Exercise brief.
Lay out every entry below as a two-column CSV with the headers instruction and response. Give one row per entry, placing its text and its answer each in a quoted field with any line breaks replaced by spaces.

--- START Material ---

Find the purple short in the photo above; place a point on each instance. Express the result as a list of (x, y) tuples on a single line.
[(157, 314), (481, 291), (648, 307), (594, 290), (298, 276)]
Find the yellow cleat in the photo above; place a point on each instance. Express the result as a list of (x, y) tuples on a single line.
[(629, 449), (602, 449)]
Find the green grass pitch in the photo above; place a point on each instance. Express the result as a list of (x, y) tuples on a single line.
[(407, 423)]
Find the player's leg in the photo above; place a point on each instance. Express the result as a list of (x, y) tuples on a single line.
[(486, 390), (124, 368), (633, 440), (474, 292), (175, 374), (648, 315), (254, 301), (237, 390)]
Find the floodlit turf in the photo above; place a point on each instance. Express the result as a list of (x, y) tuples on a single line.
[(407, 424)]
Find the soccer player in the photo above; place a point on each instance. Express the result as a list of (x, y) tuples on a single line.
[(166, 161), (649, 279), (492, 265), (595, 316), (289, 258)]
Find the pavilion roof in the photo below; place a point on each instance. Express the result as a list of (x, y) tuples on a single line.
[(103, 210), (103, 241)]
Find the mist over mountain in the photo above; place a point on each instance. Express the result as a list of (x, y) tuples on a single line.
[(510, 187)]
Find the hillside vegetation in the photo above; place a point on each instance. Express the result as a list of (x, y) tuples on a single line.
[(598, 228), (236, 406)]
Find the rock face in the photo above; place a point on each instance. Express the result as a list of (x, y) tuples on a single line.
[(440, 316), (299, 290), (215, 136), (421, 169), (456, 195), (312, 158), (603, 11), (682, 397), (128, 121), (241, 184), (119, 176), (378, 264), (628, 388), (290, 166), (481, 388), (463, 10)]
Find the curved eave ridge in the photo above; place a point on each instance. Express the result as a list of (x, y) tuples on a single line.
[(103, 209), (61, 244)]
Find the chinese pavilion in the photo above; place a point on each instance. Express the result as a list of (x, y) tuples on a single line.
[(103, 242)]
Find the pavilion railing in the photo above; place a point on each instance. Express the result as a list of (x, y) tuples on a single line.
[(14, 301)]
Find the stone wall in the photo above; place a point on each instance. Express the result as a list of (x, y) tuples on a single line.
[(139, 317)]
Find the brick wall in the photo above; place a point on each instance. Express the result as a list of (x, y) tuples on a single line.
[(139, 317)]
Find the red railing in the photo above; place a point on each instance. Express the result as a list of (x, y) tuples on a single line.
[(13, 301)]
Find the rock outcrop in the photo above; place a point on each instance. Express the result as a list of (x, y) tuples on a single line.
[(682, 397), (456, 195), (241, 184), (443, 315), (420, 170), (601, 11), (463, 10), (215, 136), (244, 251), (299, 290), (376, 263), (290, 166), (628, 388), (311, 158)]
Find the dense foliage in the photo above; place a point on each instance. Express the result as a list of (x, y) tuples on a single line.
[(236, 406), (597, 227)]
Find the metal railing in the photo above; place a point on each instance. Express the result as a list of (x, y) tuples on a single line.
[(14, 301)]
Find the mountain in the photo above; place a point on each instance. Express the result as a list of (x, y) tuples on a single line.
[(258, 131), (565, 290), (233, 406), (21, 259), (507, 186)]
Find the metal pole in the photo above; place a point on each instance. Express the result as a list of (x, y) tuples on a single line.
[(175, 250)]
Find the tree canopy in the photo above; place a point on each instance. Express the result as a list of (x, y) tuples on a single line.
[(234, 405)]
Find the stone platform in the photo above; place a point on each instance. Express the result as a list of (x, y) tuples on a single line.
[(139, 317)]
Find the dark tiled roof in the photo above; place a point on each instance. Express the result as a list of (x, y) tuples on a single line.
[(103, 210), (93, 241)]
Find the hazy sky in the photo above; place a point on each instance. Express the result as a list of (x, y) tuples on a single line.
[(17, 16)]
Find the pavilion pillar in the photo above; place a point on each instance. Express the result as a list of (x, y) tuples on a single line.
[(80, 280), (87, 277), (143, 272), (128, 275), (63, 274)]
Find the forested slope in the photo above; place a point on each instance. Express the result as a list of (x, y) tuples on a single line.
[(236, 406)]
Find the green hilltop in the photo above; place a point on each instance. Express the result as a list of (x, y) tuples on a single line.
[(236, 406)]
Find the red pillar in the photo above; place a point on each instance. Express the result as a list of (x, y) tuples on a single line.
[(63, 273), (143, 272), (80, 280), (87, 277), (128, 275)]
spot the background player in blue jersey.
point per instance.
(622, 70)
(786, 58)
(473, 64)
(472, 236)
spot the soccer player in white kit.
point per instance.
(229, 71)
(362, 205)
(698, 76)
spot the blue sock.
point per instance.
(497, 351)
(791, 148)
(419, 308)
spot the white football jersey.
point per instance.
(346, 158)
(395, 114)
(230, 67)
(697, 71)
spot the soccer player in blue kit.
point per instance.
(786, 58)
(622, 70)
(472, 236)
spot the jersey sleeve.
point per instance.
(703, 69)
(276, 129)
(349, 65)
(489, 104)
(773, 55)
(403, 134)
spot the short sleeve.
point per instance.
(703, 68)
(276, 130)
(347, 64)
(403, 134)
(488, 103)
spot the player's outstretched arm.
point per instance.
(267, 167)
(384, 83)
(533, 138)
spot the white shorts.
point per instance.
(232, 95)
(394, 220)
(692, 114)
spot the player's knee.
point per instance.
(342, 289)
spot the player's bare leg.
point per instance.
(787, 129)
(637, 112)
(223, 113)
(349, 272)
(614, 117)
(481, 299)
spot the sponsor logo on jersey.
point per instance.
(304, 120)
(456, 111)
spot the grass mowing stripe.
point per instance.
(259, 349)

--- END Material ---

Solution to this task.
instruction,response
"Find the purple short in the photo above; place a point on each instance. Express the result as a list of (x, y) tuples on a single line.","[(157, 314), (481, 291), (648, 307), (594, 290), (298, 276)]"
"Find the yellow cleat in the photo above; place a point on each instance. Express the result as a list of (x, y) tuples on a single line.","[(629, 449), (602, 449)]"
"Find the green grass pitch in the photo above; place a point on each instance. Express the result as a list of (x, y) tuples on a single line.","[(407, 423)]"
"Find the player's leg in the photo above; place a point on each instance. Express the result as a list of (x, y) tuples on a single line.","[(486, 390), (124, 368), (633, 440), (474, 292), (175, 374), (648, 315), (254, 301), (237, 390)]"
"Find the floodlit turf in the photo above; place a point on each instance. Express the result as a list of (x, y) tuples on a single line.","[(407, 424)]"
"Find the soccer player in the photo above; place a point on each instance. Express the result as a list of (x, y) tuples on a single line.","[(166, 161), (649, 279), (492, 265), (595, 316), (289, 258)]"
"Find the pavilion roof in the photo below; place a point on each instance. Express the result as a list of (x, y) tuples on a single line.","[(103, 210), (103, 241)]"
"Find the mist over mountain in the photo above; place a point on each instance. Express the result as a list of (x, y) tuples on a single line.","[(510, 187)]"
"Find the hillside vegetation in the photo above; place a point on each instance. Express the result as a list of (x, y) tuples on a single line.","[(598, 228), (236, 406)]"
"Find the rock face in the photo above; place a point on each instance. Express the result as a list of (x, y) tuples on a single line.","[(440, 316), (299, 290), (215, 136), (421, 169), (456, 195), (312, 158), (603, 11), (682, 397), (128, 121), (241, 184), (119, 176), (378, 264), (628, 388), (290, 166), (481, 388), (463, 10)]"
"Find the curved eave ridge in the photo above; place a point on each instance. Express the result as a list of (x, y) tuples on a single line.","[(103, 209), (61, 244)]"
"Find the chinese pavilion in the photo above; place a point on each instance. Express the result as a list of (x, y) tuples on a single line.","[(103, 242)]"
"Find the pavilion railing in the photo above; place a point on each instance. Express the result as a list of (x, y) tuples on a single line.","[(14, 301)]"
"Find the stone wall in the photo above; place a point on each instance. Express the result as a list of (x, y) tuples on a single line.","[(139, 317)]"
"Find the brick wall in the photo above; place a point on each instance. Express the result as a list of (x, y) tuples on a single line.","[(139, 317)]"
"Find the red railing in the photo above; place a point on each instance. Express the result as a list of (x, y) tuples on a single line.","[(13, 301)]"
"Find the rock outcrop in the photo above; place a point on each instance. Express the result as a list of (x, y) tuples on a single line.","[(682, 397), (456, 195), (241, 184), (443, 315), (420, 170), (601, 11), (463, 10), (215, 136), (244, 251), (299, 290), (376, 263), (290, 166), (628, 388), (311, 158)]"
"Find the dense foliage in the photo above; place a point on each instance. Express the result as a list of (x, y) tuples on a single line.","[(236, 406), (597, 227)]"
"Find the metal railing in the photo above; place a point on each instance. Express the result as a list of (x, y) tuples on a single line.","[(14, 301)]"
"Find the mountain in the photo above; place a point on each instance. Express the result as a list of (x, y) tuples on a single line.","[(258, 131), (565, 290), (233, 406), (21, 259), (507, 186)]"
"Find the metal pole in the photo above; place a point on each instance. Express the result as a list of (x, y) tuples on a single line.","[(175, 250)]"
"Find the tree canopy in the photo above; place a point on each instance. Express the result as a list of (x, y) tuples on a single line.","[(234, 405)]"
"Find the stone platform in the photo above; place a point on each instance. Express the result as a list of (x, y) tuples on a single line.","[(139, 317)]"
"Find the dark tiled roof in the photo above; place a point on each instance. Express the result as a list of (x, y) tuples on a single line.","[(103, 210), (93, 241)]"
"Find the hazy sky in the photo above; place a point on each instance. Express the result as a list of (x, y) tuples on a single line.","[(17, 16)]"
"Find the pavilion pillar in the photo above; place a point on each instance. Express the result as a list of (x, y) tuples on a single line.","[(80, 280), (87, 277), (143, 272), (128, 275), (63, 274)]"
"Find the forested slope in the photo above; place a point on each instance. Express the result as a list of (x, y) tuples on a single line.","[(236, 406)]"
"Find the green hilltop in the photo above; place a point on each instance. Express the result as a list of (x, y) tuples on a single line.","[(236, 406)]"
"Find the red pillar in the photo above; place a point on each instance. Express the result as a list of (x, y) tuples on a single line.","[(63, 273), (143, 272), (80, 280), (87, 277), (128, 275)]"
"spot the background player in blue jersey. point per instance.","(622, 70) (786, 58) (473, 64) (472, 236)"
"spot the soccer player in white kit. point per instance.","(229, 71) (362, 205) (698, 76)"
"spot the blue sock. point per instance.","(497, 351) (791, 148) (419, 308)"
"spot the white football jersey. point per instance.","(346, 158) (395, 114) (230, 67) (697, 71)"
"spot the soccer player in blue kit. point per instance.","(786, 58) (622, 70) (472, 236)"
"spot the jersey sleeve. point per instance.","(703, 69) (276, 129) (349, 65) (489, 104) (773, 55) (403, 134)"
"spot the short sleeve. point per instance.","(703, 68) (276, 130) (347, 64) (403, 134) (488, 103)"
"spot the player's outstretched arm. point per instance.","(267, 167) (384, 83) (533, 138)"
"spot the white shorts. point per instance.","(232, 95) (394, 220) (692, 114)"
"spot the player's knee. point per instance.","(342, 289)"
"spot the player's bare leg. point per instance.","(787, 129) (637, 112) (223, 113) (349, 272) (614, 117) (481, 299)"
"spot the sponsor logo on jersey. point per instance.","(304, 120) (456, 111)"
"spot the grass mowing stripe. point per instance.","(259, 349)"